* [Problem to solve] Please transcribe all of the entries exactly, leaving out any images.

===== Available data =====

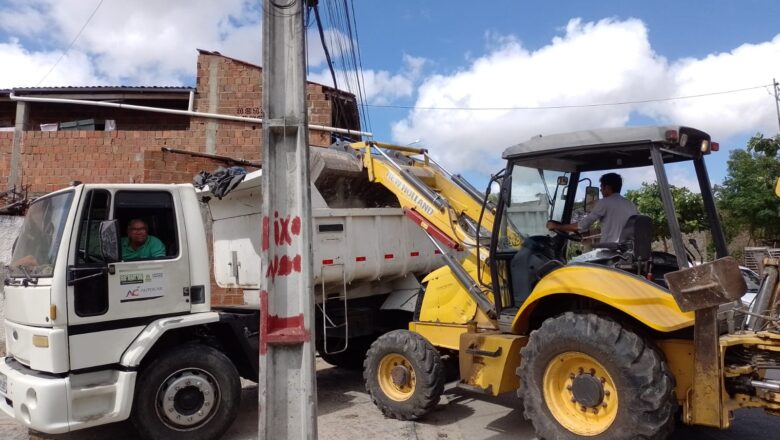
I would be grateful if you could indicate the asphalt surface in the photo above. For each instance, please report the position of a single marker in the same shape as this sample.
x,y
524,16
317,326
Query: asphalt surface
x,y
346,413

=====

* [Answer space]
I would be grateful if you could indicate the asphalt surface in the photo above. For each instance, please report the position of a single marker in the same shape as this sample.
x,y
524,16
317,326
Query: asphalt surface
x,y
346,413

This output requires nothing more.